## Aim of the task
Type out the complete listing below word for word, without its pictures.

## Input records
==*==

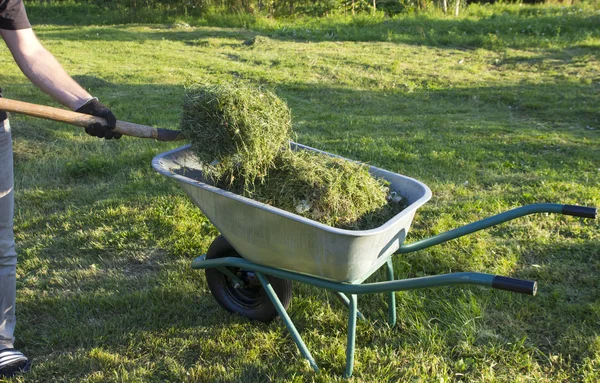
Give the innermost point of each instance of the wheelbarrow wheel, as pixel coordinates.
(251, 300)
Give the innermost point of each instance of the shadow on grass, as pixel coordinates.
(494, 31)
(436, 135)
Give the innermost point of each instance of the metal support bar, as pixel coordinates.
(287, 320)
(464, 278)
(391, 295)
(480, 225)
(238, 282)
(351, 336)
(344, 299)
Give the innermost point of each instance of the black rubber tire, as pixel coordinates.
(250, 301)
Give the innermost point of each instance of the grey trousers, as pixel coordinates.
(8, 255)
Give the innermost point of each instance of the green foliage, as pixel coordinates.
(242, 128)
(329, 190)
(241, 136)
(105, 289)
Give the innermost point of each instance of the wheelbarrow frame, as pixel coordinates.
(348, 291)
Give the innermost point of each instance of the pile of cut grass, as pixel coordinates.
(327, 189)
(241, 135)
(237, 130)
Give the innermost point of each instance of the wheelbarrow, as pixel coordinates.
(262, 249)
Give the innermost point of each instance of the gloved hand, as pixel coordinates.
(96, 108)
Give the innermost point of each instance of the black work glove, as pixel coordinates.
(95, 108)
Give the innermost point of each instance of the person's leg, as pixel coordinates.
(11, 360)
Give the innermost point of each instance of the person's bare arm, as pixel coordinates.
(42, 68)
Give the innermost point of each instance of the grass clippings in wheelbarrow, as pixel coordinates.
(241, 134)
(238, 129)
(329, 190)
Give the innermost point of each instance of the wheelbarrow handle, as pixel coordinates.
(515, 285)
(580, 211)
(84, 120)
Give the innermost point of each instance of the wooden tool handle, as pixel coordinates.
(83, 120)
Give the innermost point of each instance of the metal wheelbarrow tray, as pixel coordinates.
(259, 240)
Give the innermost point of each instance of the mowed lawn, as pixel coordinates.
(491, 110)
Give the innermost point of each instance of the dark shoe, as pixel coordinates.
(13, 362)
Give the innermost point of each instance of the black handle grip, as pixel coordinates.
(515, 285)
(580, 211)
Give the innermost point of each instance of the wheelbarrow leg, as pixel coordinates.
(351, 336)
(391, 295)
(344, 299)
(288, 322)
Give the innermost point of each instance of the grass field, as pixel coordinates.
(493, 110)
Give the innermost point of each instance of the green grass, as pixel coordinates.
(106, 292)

==*==

## The answer
Give the innermost point of each instance of the wheelbarrow wheel, as pixel coordinates.
(251, 300)
Give the innermost point of each instance of the shadow on grass, as pixel coordinates.
(494, 31)
(436, 135)
Give the innermost point of each instance of the metal support bar, as pixel coordinates.
(287, 320)
(464, 278)
(391, 295)
(480, 225)
(238, 282)
(351, 336)
(344, 299)
Give the innermost point of each instance of the black rubber tire, as pixel coordinates.
(250, 301)
Give the innermost point of each instance of the grey trousers, as pixel coordinates.
(8, 255)
Give the innermost point of each instance of the green foliage, as pixel coordinates.
(242, 128)
(329, 190)
(241, 136)
(105, 289)
Give the innermost point of each instance of the wheelbarrow frame, as pixel coordinates.
(348, 291)
Give the innermost point of each instance of the pile of cut grass, as pixel coordinates.
(327, 189)
(241, 135)
(237, 130)
Give the innermost point of each instance of the wheelbarrow, as pixel coordinates.
(262, 249)
Give the innermost point of each instance of the gloved hand, as pixel coordinates.
(96, 108)
Give the innermost point of each instance of the black work glove, as pixel coordinates.
(95, 108)
Give the innermost point of each instance of the person's leg, as pixel coordinates.
(11, 360)
Give the innermost point of each instance of the person's bare arm, as pixel coordinates.
(42, 68)
Give the innermost point of each instance of the grass clippings in wheelbarrow, as pixel coordinates.
(241, 134)
(238, 129)
(329, 190)
Give the innermost point of each instance of the wheelbarrow handle, as pixel coordinates.
(515, 285)
(580, 211)
(84, 120)
Give the innermost point of each instance of the wooden tool handle, as pixel coordinates.
(83, 120)
Give the innermost point of each instance of the metal wheelbarrow tray, as pixel coordinates.
(259, 240)
Give the innermost point of each instance of the mowed lawn, as pixel coordinates.
(491, 110)
Give the innermost point of each instance of the dark shoe, as pixel coordinates.
(13, 362)
Give the innermost point of each instance of the black handle grip, as pixel coordinates.
(515, 285)
(580, 211)
Give the innermost point of each instance of the wheelbarrow leg, as pixel coordinates.
(351, 336)
(391, 295)
(344, 299)
(288, 322)
Give the innermost point of each instance of the grass field, as pixel coordinates.
(493, 110)
Give the innermost point of each instance of the green grass, as pixel coordinates.
(106, 292)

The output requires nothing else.